## Data provided
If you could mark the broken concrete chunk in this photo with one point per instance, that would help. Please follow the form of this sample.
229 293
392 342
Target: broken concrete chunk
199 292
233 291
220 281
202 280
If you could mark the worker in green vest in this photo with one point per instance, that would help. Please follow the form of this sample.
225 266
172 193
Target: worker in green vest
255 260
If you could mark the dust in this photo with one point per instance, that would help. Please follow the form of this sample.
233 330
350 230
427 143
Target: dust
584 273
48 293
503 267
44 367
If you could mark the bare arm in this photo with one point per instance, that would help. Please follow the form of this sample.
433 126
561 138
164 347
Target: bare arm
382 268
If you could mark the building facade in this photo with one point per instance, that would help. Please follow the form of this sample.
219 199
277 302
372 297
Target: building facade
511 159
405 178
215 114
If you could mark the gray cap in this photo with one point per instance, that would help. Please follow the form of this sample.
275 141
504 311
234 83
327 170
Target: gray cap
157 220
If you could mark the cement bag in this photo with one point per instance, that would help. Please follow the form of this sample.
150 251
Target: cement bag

* * *

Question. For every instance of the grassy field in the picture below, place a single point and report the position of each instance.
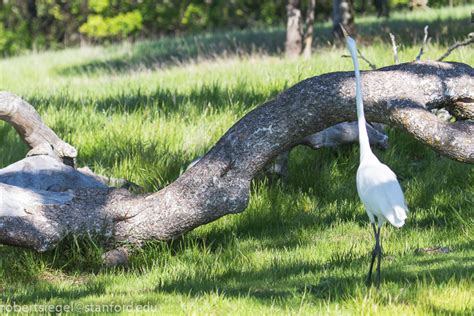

## What the task requires
The answer must be a single number: how many lines of the data hold the word "cement".

## Exercise answer
2